Merge into trunk : schema-sharding : Code : Storm

Status:	Merged
Merged at revision:	469
Proposed branch:	lp:~free.ekanayaka/storm/schema-sharding
Merge into:	lp:storm
Prerequisite:	lp:~free.ekanayaka/storm/schema-advance
Diff against target:	0 lines
To merge this branch:	bzr merge lp:~free.ekanayaka/storm/schema-sharding
Related bugs:	Link a bug report

Reviewer	Review Type	Date Requested	Status
Björn Tillenius (community)		2014-11-18	Approve on 2014-12-18
Review via email: mp+242133@code.launchpad.net

lp:~free.ekanayaka/storm/schema-sharding updated on 2014-11-18

471. By Free Ekanayaka on 2014-11-18: Add docstrings

Revision history for this message

Björn Tillenius (bjornt) wrote on 2014-12-10:

#

Before reviewing the code itself, I'd like to have a discussion the approach it self.

Looking at the code, it looks like everytime I want to patch a single store, I would have to add an empty patch file for all the other stores? That seems cumbersome.

I'd like to have a single patch file that can patch all the stores. That will make it much easier to track what's going on when you have multiple-store patches. With different files it's hard to get an overview and you still have the problem that you have to know the order the stores get patched in.

■ ■ ■ ■ ■ ■ ■

> [What you will do]
a) List every distinct branch location beginning with "lp:" that appears on the Storm schema-sharding merge page, giving each one only once.
b) On the Storm schema-sharding merge page, transcribe everything from "Looking at the" down to "get patched in.".
c) Pick up the Storm schema-sharding merge discussion after its last sentence and continue it.

> [Data entries]

■ ■ ■ ■ ■ ■ ■

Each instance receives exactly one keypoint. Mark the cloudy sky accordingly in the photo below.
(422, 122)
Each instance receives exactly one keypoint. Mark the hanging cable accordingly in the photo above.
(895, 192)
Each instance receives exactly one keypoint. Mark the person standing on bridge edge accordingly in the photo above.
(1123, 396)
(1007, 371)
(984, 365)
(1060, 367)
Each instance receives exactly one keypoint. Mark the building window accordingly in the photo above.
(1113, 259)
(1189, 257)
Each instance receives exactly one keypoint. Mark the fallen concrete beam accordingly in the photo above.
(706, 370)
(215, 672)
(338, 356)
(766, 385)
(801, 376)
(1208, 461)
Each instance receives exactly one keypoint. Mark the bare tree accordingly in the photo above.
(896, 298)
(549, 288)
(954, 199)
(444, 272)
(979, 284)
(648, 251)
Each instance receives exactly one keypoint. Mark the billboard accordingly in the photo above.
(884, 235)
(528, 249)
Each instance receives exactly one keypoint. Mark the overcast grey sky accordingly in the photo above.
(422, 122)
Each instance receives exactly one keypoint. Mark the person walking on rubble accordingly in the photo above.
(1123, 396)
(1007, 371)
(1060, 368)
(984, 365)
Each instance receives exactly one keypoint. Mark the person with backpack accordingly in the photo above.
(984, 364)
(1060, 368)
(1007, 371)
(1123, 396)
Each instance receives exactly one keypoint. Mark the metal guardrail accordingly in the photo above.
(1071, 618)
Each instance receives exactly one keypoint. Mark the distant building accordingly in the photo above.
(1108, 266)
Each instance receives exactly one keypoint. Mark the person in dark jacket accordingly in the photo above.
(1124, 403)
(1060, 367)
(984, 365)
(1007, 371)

■ ■ ■ ■ ■ ■ ■

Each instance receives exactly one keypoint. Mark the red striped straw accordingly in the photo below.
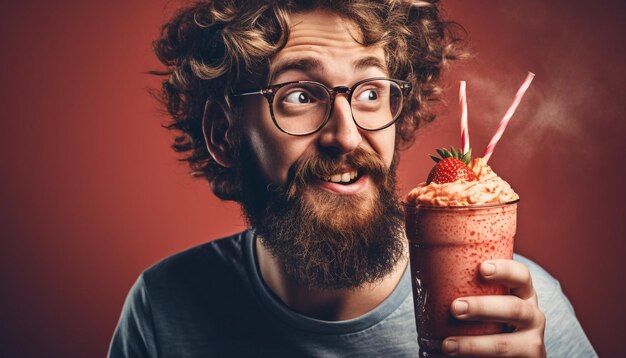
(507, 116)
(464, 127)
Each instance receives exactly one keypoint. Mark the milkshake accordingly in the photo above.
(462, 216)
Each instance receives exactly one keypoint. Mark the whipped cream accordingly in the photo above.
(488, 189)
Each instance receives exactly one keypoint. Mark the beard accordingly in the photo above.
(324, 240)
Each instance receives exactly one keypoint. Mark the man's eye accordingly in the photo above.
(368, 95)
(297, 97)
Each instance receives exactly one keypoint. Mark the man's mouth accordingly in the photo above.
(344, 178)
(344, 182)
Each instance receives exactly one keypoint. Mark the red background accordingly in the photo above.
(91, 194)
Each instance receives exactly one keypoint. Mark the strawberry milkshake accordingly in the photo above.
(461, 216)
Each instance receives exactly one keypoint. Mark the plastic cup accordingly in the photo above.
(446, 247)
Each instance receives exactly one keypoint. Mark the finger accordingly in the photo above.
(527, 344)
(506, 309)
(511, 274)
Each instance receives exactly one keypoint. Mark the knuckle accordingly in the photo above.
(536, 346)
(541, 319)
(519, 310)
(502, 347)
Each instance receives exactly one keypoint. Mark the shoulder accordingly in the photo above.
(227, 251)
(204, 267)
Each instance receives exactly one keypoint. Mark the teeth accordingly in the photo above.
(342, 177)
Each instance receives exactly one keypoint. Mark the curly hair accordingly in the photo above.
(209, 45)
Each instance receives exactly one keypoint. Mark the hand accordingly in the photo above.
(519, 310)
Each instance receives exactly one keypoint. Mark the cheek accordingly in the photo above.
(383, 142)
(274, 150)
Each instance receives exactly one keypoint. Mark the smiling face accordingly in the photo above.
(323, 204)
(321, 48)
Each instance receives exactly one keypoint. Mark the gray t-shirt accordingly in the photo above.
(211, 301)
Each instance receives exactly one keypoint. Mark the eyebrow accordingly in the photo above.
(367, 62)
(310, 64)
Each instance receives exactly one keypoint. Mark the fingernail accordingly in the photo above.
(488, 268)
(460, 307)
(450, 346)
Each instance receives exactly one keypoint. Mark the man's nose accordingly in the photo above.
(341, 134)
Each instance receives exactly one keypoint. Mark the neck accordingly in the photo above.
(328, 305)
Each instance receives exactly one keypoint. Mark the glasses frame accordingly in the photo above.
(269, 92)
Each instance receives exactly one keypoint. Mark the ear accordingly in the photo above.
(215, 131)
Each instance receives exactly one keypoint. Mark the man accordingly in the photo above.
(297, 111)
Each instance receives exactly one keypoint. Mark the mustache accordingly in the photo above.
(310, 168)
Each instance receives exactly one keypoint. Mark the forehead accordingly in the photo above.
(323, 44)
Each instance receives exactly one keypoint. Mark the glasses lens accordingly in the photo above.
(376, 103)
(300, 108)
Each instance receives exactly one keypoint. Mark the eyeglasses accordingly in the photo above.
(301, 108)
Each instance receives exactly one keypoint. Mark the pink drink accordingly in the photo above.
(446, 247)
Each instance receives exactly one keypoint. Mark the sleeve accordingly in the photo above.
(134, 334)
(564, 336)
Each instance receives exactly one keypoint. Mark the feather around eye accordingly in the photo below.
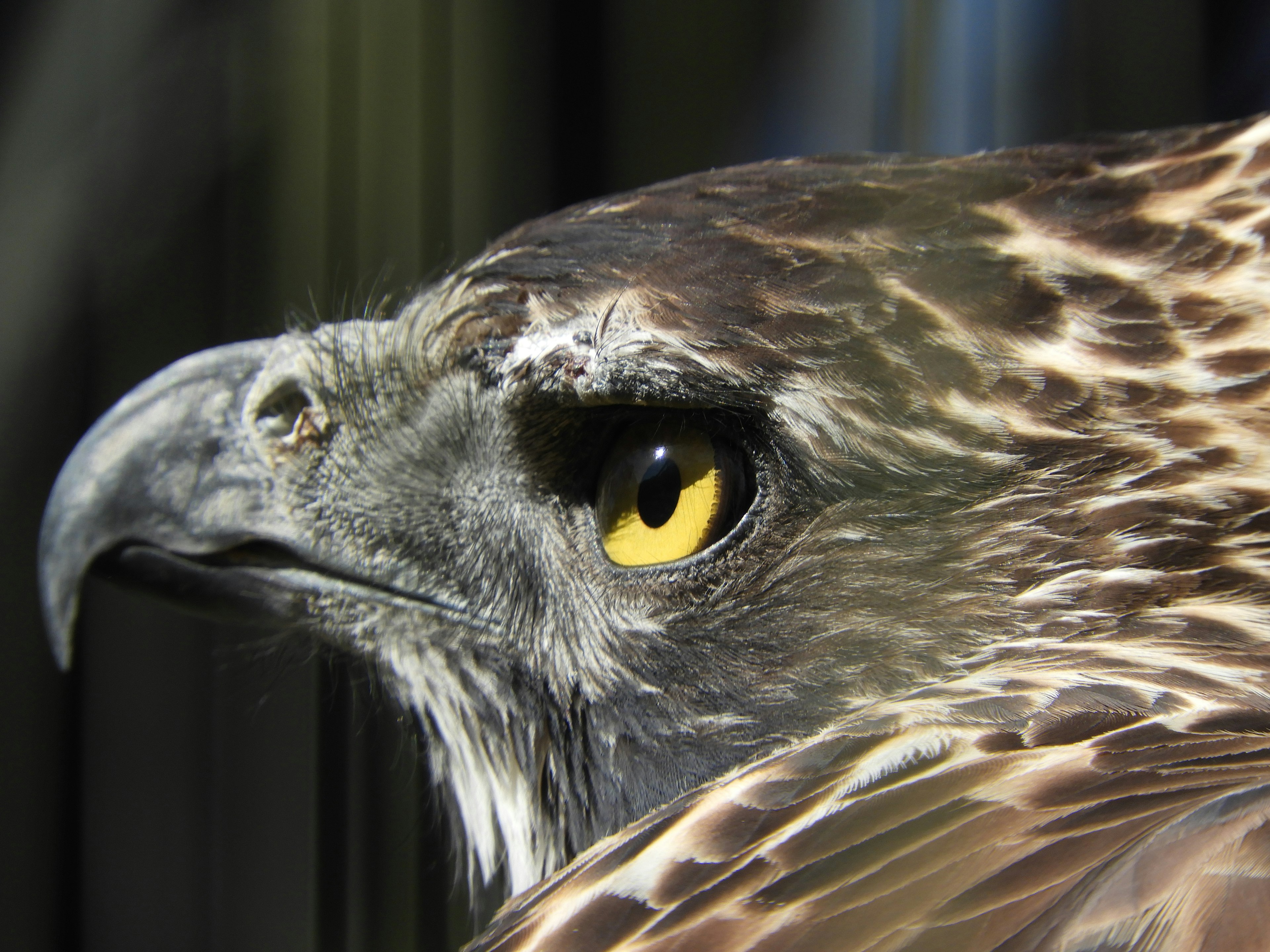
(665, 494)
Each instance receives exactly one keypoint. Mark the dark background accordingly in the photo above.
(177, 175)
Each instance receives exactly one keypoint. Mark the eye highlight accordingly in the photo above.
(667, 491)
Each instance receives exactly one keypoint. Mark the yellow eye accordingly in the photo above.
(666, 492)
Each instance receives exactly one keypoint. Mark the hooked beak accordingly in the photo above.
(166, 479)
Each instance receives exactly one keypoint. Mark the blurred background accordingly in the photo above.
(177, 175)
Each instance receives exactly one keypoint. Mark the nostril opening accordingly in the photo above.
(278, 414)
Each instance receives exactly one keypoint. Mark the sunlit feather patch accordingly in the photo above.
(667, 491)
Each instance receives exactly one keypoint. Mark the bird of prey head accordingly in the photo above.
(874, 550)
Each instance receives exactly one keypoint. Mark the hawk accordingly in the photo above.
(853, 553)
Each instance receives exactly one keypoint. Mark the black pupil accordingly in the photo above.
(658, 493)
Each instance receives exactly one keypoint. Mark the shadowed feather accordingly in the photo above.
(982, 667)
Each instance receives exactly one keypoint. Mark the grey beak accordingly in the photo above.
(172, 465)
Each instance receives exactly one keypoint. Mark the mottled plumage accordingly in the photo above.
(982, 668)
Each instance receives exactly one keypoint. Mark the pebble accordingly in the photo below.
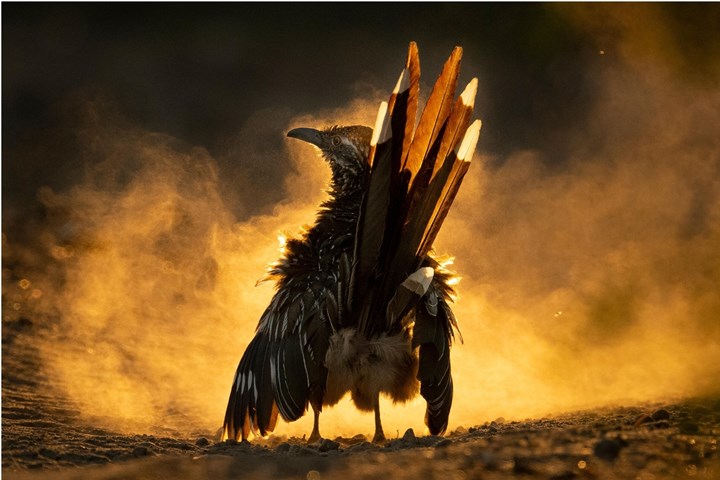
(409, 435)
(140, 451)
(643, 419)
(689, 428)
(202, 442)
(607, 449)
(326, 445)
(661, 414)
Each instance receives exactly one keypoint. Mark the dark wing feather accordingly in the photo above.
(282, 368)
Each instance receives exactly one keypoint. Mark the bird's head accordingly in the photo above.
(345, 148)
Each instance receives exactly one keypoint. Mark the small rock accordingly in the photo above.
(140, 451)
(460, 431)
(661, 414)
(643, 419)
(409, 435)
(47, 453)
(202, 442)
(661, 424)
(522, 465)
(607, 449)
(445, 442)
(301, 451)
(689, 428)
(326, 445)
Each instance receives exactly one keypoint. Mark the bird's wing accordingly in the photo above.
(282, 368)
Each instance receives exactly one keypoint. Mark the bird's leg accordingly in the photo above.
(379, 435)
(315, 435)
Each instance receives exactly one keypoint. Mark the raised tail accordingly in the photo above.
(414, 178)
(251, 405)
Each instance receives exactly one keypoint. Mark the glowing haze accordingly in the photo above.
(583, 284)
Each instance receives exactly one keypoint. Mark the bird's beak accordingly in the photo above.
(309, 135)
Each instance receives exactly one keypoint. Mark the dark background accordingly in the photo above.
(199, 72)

■ ■ ■ ■ ■ ■ ■

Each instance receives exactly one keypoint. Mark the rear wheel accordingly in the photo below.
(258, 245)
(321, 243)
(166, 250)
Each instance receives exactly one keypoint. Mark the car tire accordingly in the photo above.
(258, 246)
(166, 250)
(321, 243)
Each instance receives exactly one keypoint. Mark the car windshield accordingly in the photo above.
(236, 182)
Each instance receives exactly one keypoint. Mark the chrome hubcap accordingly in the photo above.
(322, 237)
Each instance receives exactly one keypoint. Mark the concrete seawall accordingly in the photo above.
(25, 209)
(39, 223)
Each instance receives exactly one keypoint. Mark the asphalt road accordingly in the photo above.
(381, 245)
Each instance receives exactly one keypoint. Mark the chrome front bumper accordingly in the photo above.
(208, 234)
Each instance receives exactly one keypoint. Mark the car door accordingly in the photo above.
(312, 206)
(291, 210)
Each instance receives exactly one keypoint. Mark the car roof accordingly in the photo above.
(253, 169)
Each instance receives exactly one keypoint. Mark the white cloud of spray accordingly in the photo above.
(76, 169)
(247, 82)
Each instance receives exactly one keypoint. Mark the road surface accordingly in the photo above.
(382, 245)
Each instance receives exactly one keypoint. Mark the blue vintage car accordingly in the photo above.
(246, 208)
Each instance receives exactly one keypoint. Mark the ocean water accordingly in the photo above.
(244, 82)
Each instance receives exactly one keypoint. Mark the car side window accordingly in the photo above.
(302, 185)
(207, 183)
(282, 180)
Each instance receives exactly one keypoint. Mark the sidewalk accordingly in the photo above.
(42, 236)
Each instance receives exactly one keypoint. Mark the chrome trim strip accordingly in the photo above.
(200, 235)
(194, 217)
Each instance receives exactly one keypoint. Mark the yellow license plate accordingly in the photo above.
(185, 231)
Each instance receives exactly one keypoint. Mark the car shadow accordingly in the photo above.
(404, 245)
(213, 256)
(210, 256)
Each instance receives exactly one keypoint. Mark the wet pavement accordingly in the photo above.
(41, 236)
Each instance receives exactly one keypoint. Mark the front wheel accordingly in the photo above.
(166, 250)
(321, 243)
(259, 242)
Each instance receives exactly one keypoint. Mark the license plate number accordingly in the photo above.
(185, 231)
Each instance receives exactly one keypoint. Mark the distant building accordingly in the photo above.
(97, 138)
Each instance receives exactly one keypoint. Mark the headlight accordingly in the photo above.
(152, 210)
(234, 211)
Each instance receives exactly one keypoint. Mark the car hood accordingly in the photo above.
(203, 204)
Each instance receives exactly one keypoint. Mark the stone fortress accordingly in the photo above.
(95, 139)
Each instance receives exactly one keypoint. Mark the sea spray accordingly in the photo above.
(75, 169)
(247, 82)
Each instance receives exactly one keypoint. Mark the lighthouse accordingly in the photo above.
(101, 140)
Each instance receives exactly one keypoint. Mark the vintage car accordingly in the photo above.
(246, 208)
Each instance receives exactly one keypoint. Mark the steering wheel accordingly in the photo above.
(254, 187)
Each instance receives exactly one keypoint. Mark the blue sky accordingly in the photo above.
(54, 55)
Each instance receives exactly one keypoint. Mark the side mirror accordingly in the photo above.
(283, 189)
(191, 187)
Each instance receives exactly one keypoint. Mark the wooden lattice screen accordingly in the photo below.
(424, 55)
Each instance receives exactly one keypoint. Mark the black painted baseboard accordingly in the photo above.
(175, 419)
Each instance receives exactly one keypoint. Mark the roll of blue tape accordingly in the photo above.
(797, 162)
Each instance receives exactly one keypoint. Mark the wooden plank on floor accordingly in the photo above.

■ ■ ■ ■ ■ ■ ■

> [Exercise answers]
a)
lp:~free.ekanayaka/storm/schema-sharding
lp:storm
lp:~free.ekanayaka/storm/schema-advance

b)
Looking at the code, it looks like everytime I want to patch a single store, I would have to add an empty patch file for all the other stores? That seems cumbersome.

I'd like to have a single patch file that can patch all the stores. That will make it much easier to track what's going on when you have multiple-store patches. With different files it's hard to get an overview and you still have the problem that you have to know the order the stores get patched in.

c)
For example, let's say that you have two stores, A and B. You want to patch both A and B, and migrate data using data from both A and B. If you select from tables you patched in A and B, you have to consider whether the table have been patched or not. It'd be much easier if you had everything in a single file, e.g.:

  def patch(stores):
     patch_something(stores["a"])
     migrate_data(stores["a"], stores["b"])
     patch_something_else(stores["b])

What would be the downsides of having a single file for all the stores?

review: Needs Information

Revision history for this message

Free Ekanayaka (free.ekanayaka) wrote on 2014-12-11:

#

> Before reviewing the code itself, I'd like to have a discussion the approach
> it self.
>
> Looking at the code, it looks like everytime I want to patch a single store, I
> would have to add an empty patch file for all the other stores? That seems
> cumbersome.
>
> I'd like to have a single patch file that can patch all the stores. That will
> make it much easier to track what's going on when you have multiple-store
> patches. With different files it's hard to get an overview and you still have
> the problem that you have to know the order the stores get patched in.
>
> For example, let's say that you have two stores, A and B. You want to patch
> both A and B, and migrate data using data from both A and B. If you select
> from tables you patched in A and B, you have to consider whether the table
> have been patched or not. It'd be much easier if you had everything in a
> single file, e.g.:
>
> def patch(stores):
> patch_something(stores["a"])
> migrate_data(stores["a"], stores["b"])
> patch_something_else(stores["b])
>
> What would be the downsides of having a single file for all the stores?

The downside I see is that you might some stores where you want to apply the same schema changes (think account-1 and account-2) in Landscape.

In that case you have to manually loop over those stores (whose number might be dynamic). For example let's say you have "b-1" and "b-2" instead of "b":

   def patch(stores):
      patch_something(stores["a"])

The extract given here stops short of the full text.